## BEGIN Records shown
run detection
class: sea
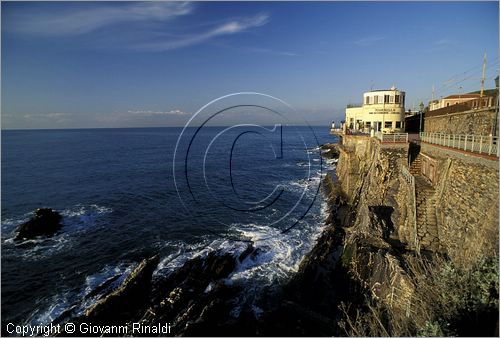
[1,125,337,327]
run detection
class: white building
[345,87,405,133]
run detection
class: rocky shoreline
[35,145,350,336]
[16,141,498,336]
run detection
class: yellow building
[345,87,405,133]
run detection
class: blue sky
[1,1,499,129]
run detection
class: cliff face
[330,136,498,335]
## END Records shown
## BEGIN Records shown
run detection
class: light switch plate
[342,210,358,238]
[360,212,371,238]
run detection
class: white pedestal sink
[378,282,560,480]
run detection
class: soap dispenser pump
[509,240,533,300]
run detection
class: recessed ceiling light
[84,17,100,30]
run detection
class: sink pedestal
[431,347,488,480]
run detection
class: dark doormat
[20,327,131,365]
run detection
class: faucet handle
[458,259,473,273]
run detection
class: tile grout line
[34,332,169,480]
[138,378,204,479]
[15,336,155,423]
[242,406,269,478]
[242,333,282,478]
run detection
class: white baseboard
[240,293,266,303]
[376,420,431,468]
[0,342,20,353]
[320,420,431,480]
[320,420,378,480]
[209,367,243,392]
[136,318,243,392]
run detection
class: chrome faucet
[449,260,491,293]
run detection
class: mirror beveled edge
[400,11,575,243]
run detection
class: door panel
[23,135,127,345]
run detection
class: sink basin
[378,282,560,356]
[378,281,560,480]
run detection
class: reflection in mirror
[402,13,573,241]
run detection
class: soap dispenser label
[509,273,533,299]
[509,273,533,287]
## END Records shown
Task details – Please pick out every line in the entries above that contains the string "soap". Uppercase and lowercase letters count as different.

Task answer –
class: soap dispenser pump
class: soap dispenser label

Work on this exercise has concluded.